§ **EXERCISE SET**
a. Answer these questions from the text on const parameters, one line per answer, marked as the questions are:
(i) What does the compiler do with the const in the declaration of foo?
(ii) To what kind of argument does top level const never apply?
(iii) Which of foo and bar cannot take a const?
b. Decide whether each statement agrees with the text on const parameters. Give yes or no for each, with the words from the text that settle it quoted exactly:
(i) Using const in the definition to make the compiler flag ++x is common.
(ii) bar can take a plain int.
(iii) There should be a declaration of fun before main uses it.
c. Reproduce the part of the text on const parameters starting with "In the code" and going on through "to increment it.".

§ **PAGE TEXT**

— BEGIN —

The reason is that the top level element is copied, and from the point of view of the caller it does not really matter whether the copy is constant or not, so on that end const-ness is not an issue. On the other end, in the definition of the function the argument cont-ness is maintained as it can help the compiler detect unintended modifications of the argument inside the function.

So basically:

void foo( int );
void foo( const int );    // redeclaration of the same function
void foo( const int x ) {
   ++x;                   // error: x is const!!
}

In the code above there are two exactly equivalent declarations of foo (the compiler will remove the const from the declaration), and a single definition. Because the in the signature of foo in the definition x is declared as a constant integer, the compiler will complain if you try to increment it.

Some people will use the const in the definition to get the compiler to flag ++x as erroneous, but it is not common. On the other hand, whether the argument is declared as int or const int, for the caller they are the same.

¹ Note that this only applies to the top level const, which is applicable to arguments passed by value and pointers, but never to references (a reference is always const: you cannot reassign the reference). So these are different function declarations:

void f( int& );
void f( int const & );
void f( int* );            // equivalent to void f( int * const )
void f( int const * );     // equivalent to void f( int const * const )

It would make sens if you added return types to your functions and had forward-declared fun before you called it (or reversed the order of your functions in that compilation unit).

For a plain int, it doesn't change anything for the caller - the called function can't change the value of that variable in the caller regardless of that qualifier. But for the called function, the parameter is const, so it can't be modified - that makes a difference, not sure if that generally "usefull" or not.

Now consider this:

int foo(int& a);
int bar(int const& a);

Those are two different beasts. bar can only read a, and can take either a plain int or a const int (or a const int&).

foo, on the other hand, can change a if it sees fit, and cannot take a const.

See the Const correctness entry in the C++FAQ Lite for more on this, including information about how this applies (or not) to const-pointers, pointers-to-const and const-pointer-to-const.

It doesn't make much sense because what you get in the function is a copy of the variable, not the variable itself. But this is legitimate.

The "assignment" is ok - a in fun is a new variable which is kept constant inside fun.

But fun should have a return type, i.e. void. And there should be a declaration of fun before using it in main.

You can assign a non-const to a const

— END —

§ **INFORMATION SHOWN**
— BEGIN —

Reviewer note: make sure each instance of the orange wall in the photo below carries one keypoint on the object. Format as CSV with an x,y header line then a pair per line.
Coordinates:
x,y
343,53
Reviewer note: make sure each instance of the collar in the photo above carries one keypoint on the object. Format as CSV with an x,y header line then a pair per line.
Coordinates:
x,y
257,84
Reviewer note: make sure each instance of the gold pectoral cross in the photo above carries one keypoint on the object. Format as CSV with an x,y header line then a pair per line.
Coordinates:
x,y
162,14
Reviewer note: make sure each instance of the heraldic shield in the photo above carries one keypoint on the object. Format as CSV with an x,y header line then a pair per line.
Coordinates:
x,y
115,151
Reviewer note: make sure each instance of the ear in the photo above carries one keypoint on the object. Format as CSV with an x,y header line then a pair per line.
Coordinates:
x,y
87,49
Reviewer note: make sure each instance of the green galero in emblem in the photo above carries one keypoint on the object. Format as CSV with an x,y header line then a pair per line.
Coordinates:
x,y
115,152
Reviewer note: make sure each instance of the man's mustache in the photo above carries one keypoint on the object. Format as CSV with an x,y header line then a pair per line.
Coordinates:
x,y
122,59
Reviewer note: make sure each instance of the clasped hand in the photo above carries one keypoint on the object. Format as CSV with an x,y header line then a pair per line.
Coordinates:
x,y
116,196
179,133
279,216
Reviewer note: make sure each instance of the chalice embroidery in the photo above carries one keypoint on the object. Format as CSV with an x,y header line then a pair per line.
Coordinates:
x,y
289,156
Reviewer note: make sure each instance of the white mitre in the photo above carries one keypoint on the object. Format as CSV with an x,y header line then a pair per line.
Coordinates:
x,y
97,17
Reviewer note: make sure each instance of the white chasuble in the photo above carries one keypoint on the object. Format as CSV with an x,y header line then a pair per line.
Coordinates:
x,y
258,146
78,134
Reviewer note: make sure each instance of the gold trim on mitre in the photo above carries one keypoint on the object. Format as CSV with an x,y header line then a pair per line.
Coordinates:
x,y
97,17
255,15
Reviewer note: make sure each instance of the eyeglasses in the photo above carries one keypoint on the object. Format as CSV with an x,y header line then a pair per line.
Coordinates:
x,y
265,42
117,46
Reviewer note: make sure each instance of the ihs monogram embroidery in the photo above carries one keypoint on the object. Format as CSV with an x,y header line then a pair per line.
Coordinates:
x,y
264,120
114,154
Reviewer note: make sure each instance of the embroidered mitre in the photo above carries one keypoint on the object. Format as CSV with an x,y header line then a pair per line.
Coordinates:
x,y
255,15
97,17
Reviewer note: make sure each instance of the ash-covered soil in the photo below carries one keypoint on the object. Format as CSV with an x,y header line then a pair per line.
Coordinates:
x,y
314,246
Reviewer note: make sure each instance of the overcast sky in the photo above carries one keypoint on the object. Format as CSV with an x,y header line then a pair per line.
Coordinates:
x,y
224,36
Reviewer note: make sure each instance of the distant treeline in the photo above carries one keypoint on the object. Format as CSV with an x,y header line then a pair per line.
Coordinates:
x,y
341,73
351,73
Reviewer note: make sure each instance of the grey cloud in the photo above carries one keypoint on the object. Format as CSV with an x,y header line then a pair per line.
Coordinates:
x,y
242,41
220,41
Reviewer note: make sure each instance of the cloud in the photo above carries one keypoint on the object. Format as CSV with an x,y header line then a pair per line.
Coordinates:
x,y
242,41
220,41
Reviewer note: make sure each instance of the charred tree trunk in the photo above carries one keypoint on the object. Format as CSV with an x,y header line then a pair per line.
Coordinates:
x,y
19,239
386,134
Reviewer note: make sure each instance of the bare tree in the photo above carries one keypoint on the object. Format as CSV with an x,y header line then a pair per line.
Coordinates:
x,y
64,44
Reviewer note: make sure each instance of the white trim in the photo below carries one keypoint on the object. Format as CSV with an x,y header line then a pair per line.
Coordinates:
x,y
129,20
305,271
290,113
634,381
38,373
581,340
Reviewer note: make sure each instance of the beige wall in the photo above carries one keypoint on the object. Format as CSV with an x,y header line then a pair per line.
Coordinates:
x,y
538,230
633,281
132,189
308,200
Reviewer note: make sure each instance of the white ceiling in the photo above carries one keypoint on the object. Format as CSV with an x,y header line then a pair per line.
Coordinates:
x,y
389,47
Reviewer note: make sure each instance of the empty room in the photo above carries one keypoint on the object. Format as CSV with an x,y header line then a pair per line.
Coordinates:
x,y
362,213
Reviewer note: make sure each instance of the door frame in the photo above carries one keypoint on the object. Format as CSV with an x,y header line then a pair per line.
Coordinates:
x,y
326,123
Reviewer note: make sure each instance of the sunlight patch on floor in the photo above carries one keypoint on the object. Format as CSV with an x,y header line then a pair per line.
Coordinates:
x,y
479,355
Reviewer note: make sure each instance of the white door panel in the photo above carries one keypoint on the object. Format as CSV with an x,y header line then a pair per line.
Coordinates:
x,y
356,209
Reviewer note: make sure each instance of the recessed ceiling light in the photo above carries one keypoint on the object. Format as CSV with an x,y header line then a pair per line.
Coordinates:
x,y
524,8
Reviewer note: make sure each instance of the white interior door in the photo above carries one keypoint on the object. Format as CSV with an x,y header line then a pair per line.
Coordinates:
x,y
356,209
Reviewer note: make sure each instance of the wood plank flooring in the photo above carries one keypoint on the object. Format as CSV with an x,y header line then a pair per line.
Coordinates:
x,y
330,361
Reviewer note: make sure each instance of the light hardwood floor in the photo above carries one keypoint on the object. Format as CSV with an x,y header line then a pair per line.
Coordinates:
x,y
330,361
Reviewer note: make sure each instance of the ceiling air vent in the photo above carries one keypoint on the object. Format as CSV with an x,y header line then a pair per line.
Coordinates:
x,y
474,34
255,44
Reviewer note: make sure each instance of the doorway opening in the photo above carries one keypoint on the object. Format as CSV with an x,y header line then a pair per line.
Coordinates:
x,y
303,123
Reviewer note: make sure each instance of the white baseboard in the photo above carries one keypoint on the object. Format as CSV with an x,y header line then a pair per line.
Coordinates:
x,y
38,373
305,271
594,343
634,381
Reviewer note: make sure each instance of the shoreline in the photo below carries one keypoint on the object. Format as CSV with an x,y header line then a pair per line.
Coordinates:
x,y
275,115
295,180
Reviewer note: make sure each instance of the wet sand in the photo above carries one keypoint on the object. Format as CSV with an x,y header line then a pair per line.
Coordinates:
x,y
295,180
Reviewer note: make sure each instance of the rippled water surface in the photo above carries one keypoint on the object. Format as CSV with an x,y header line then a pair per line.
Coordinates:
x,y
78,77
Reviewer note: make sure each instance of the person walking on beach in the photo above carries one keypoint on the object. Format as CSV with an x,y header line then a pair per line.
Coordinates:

— END —

§ **ANSWERS TO THE EXERCISE**
a.
(i) The compiler removes the const from the declaration.
(ii) It never applies to references.
(iii) foo cannot take a const.

b.
(i) No: "Some people will use the const in the definition to get the compiler to flag ++x as erroneous, but it is not common."
(ii) Yes: "bar can only read a, and can take either a plain int or a const int (or a const int&)."
(iii) Yes: "And there should be a declaration of fun before using it in main."

c.
In the code above there are two exactly equivalent declarations of foo (the compiler will remove the const from the declaration), and a single definition. Because the in the signature of foo in the definition x is declared as a constant integer, the compiler will complain if you try to increment it.